**Named object pointing entries:**
#####
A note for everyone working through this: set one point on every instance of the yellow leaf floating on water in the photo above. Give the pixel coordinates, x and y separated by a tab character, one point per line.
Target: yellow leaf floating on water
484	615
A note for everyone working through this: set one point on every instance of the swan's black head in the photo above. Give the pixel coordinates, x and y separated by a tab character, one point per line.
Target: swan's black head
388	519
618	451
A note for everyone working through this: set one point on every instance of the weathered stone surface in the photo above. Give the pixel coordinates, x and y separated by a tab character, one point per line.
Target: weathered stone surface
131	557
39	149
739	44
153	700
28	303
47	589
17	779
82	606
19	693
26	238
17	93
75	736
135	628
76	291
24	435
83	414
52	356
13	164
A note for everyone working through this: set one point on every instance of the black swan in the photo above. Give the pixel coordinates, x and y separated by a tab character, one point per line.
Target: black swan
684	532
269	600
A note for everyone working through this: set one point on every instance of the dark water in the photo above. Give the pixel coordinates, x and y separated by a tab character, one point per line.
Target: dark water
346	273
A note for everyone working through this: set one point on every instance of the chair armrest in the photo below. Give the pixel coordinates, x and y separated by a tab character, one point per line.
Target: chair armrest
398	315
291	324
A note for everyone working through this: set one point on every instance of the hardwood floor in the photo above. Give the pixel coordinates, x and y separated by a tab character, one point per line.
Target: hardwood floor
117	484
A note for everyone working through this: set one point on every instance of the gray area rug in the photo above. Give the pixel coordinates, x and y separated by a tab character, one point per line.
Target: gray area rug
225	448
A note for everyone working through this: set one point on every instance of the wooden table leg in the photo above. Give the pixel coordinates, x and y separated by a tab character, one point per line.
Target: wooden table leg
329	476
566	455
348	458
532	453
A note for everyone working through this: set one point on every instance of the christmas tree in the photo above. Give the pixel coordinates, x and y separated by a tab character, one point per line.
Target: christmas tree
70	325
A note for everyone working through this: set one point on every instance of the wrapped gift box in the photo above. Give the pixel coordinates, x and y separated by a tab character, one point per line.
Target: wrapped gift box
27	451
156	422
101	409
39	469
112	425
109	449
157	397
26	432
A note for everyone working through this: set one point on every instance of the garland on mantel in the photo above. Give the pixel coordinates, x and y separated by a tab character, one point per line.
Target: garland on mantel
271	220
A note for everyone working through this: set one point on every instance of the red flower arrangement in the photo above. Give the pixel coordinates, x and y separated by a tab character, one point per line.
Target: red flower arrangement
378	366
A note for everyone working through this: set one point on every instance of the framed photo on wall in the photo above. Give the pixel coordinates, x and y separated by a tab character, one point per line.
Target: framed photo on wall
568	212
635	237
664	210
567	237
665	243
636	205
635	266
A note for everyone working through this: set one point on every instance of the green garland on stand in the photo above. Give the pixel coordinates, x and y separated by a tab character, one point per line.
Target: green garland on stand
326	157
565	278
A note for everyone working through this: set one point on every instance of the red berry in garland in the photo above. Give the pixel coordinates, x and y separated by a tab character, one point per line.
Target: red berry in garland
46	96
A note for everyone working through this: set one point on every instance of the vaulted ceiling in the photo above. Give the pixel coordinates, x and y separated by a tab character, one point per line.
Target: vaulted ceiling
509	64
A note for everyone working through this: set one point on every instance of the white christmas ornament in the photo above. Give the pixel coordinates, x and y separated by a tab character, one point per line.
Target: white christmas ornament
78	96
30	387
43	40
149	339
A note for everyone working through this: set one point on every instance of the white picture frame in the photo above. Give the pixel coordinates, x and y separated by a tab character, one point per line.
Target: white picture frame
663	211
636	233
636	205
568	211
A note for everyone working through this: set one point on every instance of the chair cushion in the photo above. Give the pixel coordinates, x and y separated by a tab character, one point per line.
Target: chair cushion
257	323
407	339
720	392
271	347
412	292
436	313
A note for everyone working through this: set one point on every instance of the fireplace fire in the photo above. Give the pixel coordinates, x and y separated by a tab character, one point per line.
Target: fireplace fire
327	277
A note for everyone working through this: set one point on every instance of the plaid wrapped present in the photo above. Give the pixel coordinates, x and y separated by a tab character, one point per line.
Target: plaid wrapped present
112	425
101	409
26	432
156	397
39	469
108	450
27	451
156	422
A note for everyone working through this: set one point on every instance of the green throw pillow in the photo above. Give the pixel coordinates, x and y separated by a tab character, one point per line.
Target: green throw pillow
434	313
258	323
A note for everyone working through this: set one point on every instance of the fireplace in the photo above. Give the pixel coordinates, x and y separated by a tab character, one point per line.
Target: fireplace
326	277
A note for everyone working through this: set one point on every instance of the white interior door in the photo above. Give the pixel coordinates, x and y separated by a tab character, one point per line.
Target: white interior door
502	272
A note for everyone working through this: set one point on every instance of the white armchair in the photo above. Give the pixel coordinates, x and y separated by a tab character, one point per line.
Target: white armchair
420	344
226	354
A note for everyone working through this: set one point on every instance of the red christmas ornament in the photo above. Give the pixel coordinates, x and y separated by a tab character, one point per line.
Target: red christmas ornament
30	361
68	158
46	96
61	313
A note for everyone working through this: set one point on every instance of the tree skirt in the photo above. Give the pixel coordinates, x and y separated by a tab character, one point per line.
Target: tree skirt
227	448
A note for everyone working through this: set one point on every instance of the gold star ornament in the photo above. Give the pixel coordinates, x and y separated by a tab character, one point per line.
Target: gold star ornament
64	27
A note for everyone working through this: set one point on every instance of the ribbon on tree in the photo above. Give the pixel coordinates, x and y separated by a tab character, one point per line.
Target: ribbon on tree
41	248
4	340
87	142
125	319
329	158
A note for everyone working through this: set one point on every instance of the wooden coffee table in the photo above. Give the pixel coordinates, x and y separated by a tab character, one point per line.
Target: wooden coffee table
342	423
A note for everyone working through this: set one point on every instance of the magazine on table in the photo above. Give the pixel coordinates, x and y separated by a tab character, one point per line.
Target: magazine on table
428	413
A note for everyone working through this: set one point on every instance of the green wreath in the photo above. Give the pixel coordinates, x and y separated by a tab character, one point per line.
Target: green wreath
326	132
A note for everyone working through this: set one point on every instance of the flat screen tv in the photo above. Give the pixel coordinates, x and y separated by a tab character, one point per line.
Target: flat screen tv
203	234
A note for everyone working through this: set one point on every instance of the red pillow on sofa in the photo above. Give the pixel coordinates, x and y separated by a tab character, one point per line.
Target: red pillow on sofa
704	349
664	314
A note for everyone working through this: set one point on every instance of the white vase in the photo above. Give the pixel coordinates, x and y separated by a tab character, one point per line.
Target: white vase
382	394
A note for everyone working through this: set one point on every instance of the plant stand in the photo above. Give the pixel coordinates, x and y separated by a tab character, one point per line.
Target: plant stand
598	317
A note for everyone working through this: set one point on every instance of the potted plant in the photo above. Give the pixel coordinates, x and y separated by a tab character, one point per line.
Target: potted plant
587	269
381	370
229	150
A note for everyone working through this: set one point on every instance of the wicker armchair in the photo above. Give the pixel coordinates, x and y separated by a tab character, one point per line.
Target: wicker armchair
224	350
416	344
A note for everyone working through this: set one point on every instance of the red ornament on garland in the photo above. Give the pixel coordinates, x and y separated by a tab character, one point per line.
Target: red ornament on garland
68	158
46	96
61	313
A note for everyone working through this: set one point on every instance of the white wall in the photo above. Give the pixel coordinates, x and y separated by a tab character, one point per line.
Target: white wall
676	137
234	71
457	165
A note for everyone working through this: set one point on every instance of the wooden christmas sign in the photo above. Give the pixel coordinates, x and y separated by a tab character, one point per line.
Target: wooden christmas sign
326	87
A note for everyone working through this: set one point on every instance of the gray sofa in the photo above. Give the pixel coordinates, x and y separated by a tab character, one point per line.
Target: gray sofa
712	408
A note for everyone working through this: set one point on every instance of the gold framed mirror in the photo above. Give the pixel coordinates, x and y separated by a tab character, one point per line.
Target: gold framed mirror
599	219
#####
**DIRECTIONS:** Print all of the entries exactly as they are written.

**SOLUTION TO THIS EXERCISE:**
A note for everyone working through this: set one point on every instance of the yellow leaf floating on water in the photo above. Give the pixel coordinates, x and y separated by a tab character, one point per line.
Target: yellow leaf floating on water
484	615
A note for everyone working through this: set one point on every instance of the swan's black head in the photo above. Give the pixel coordinates, x and y separated by a tab character, one point per line.
Target: swan's black head
388	519
618	451
A note for everyone working through this: set one point on every instance of the weathered stone surface in the photo above. Give the pixel coordinates, x and y separated by a tab character, one point per line.
Target: weathered stone surface
131	557
39	149
739	44
153	700
28	303
47	589
17	779
82	606
19	693
26	238
17	93
75	736
135	628
76	291
24	435
83	414
52	356
13	164
A note for everyone working through this: set one point on every instance of the black swan in the photo above. Give the pixel coordinates, x and y separated by a tab character, one point per line.
Target: black swan
684	532
269	600
A note for everyone working through this: set one point on every instance of the dark water in the photo above. Give the pixel coordinates, x and y separated by a tab character, one point per line.
Target: dark water
346	273
A note for everyone working through this: set one point on every instance of the chair armrest in the photo below. Give the pixel coordinates, x and y separated by a tab character, one point per line.
Target: chair armrest
398	315
291	324
A note for everyone working through this: set one point on every instance of the hardwood floor in the photo above. Give the pixel coordinates, x and y separated by a tab character, one point per line.
Target: hardwood floor
117	484
A note for everyone working through this: set one point on every instance of the gray area rug in the photo above. Give the pixel coordinates, x and y separated by a tab character, one point per line.
Target: gray area rug
225	448
A note for everyone working through this: set one point on every instance of the wooden table leg in the photo above. Give the pixel coordinates, x and y separated by a tab character, one point per line.
Target: wooden table leg
329	476
566	455
348	458
532	453
A note for everyone working through this: set one point on every instance of the christmas tree in the photo above. Give the pixel coordinates, x and y separated by a tab character, one point per line.
Target: christmas tree
70	325
A note for everyone working through this: set one point on every instance of the wrapped gift box in the photo above. Give the pixel coordinates, x and y separated by a tab character, one point per line.
Target: wrapped gift box
27	451
156	422
101	409
39	469
112	425
109	449
157	397
26	432
A note for everyone working through this: set one point on every instance of the garland on mantel in the photo above. Give the pixel coordinates, x and y separated by a tab character, one point per line.
Target: garland on mantel
271	220
A note for everyone working through this: set one point on every instance of the red flower arrangement in the photo above. Give the pixel coordinates, x and y separated by a tab character, one point per line.
Target: red flower arrangement
378	366
A note for everyone working through this: set one point on every instance of the framed photo on wall in the photo above. Give the pixel coordinates, x and y separated by a tab character, one point per line.
Target: framed photo on wall
568	212
635	237
664	210
567	237
665	243
636	205
635	266
A note for everyone working through this: set one point on every instance of the green garland on stand in the photo above. Give the pixel coordinates, x and y separated by a tab character, one point per line.
Target: green garland on stand
326	157
565	278
A note for everyone working through this: set one point on every instance of the red berry in garland in the photo above. Give the pixel coordinates, x and y separated by a tab character, one point per line.
Target: red berry in garland
46	96
A note for everyone working through this: set one point on every instance of the vaulted ceiling in the photo above. Give the pixel coordinates, x and y separated by a tab character, one point per line.
Target: vaulted ceiling
509	64
A note for everyone working through this: set one point on every instance of the white christmas ornament in the photo above. Give the pixel coordinates, x and y separated by a tab character, one point per line.
Target: white christmas ornament
78	96
30	387
43	40
149	339
A note for everyone working through this: set one point on every instance of the white picture frame in the photo above. Give the pixel coordinates, x and y separated by a tab character, one point per line.
Target: white picture frame
663	211
636	233
636	205
568	211
A note for everyone working through this: set one point on every instance of the chair cushion in the photo above. Give the pixel coordinates, x and y separated by a tab character, one point per line.
Target: chair cushion
257	323
407	339
720	392
271	347
412	292
436	313
A note for everyone working through this: set one point on every instance of the fireplace fire in the photo above. Give the pixel coordinates, x and y separated by a tab character, one point per line.
Target: fireplace fire
327	277
A note for everyone working through this: set one point on every instance of the plaid wrapped present in the photo above. Give the pixel coordinates, x and y separated by a tab character, one point per line.
Target: plaid wrapped present
112	425
101	409
26	432
156	397
39	469
108	450
27	451
156	422
A note for everyone working through this: set one point on every instance of the green throw pillow in the photo above. Give the pixel coordinates, x and y separated by a tab character, one point per line.
Target: green throw pillow
434	313
258	323
A note for everyone working through this: set one point on every instance of the fireplace in the photo above. Give the pixel coordinates, x and y separated by a tab character, one point per line.
Target: fireplace
326	277
A note for everyone working through this: set one point on every instance of the white interior door in the photo above. Give the pixel coordinates, x and y separated by a tab character, one point per line.
Target: white interior door
502	272
A note for everyone working through this: set one point on every instance of the white armchair in the photo above. Give the pixel coordinates, x and y separated by a tab character, one point per line.
Target: white armchair
420	344
226	354
A note for everyone working through this: set one point on every instance of the red christmas ornament in the photo above. Give the pixel coordinates, x and y separated by a tab character, one point per line.
Target: red christmas ornament
30	361
68	158
46	96
61	313
A note for everyone working through this: set one point on every instance of the tree skirt in the photo above. Give the pixel coordinates, x and y separated by a tab character, one point per line.
Target: tree skirt
227	448
A note for everyone working through this: set one point on every instance of the gold star ornament in the photo above. Give the pixel coordinates, x and y separated by a tab character, one point per line.
Target: gold star ornament
64	27
A note for everyone working through this: set one point on every instance of the ribbon on tree in the photo above. Give the pixel coordinates, x and y separated by a tab character, one point per line.
Target: ribbon on tree
41	248
4	340
87	142
125	319
329	158
A note for everyone working through this: set one point on every instance of the wooden coffee table in the photo above. Give the pixel coordinates, x and y separated by a tab character, one point per line.
Target: wooden coffee table
342	423
A note for everyone working through this: set one point on every instance of the magazine on table in the photo above. Give the pixel coordinates, x and y separated by a tab character, one point per line.
Target: magazine on table
428	413
A note for everyone working through this: set one point on every instance of the green wreath in the photo above. Give the pixel coordinates, x and y separated by a tab character, one point per line.
Target: green wreath
326	132
A note for everyone working through this: set one point on every instance of the flat screen tv in the photo above. Give the pixel coordinates, x and y separated by a tab character, one point per line.
Target: flat screen tv
203	234
A note for everyone working through this: set one point on every instance of the red pillow on sofa in the photo above. Give the pixel coordinates, x and y separated by a tab character, one point per line.
Target: red pillow on sofa
704	349
664	314
A note for everyone working through this: set one point on every instance of the white vase in the photo above. Give the pixel coordinates, x and y separated by a tab character, one point per line.
Target: white vase
382	394
A note for everyone working through this: set one point on every instance of the plant stand in the photo above. Give the pixel coordinates, x and y separated by a tab character, one point per line.
Target: plant stand
598	317
A note for everyone working through this: set one point on every instance of the potted plant in the photo above. Give the pixel coordinates, x and y separated by a tab character, one point per line.
Target: potted plant
587	269
381	370
229	150
A note for everyone working through this: set one point on every instance of the wicker armchair in the photo above. Give the pixel coordinates, x and y separated by a tab character, one point per line.
Target: wicker armchair
224	350
416	344
A note for everyone working through this: set one point on every instance of the red ornament on garland in the photo above. Give the pixel coordinates, x and y separated by a tab character, one point per line.
Target: red ornament on garland
68	158
46	96
61	313
A note for everyone working through this: set one point on every instance of the white wall in the photo above. Give the pixel coordinates, x and y separated by a tab character, one point per line.
Target: white wall
676	137
234	71
457	165
A note for everyone working through this: set one point on every instance of the wooden christmas sign in the photo above. Give the pixel coordinates, x and y separated by a tab character, one point per line.
Target: wooden christmas sign
326	87
A note for everyone working through this: set one point on every instance of the gray sofa in the photo above. Give the pixel coordinates, x and y separated by a tab character, one point per line.
Target: gray sofa
712	408
A note for everyone working through this: set one point on every instance of the gold framed mirror in the photo above. Give the pixel coordinates, x and y separated by a tab character, one point per line.
Target: gold framed mirror
599	219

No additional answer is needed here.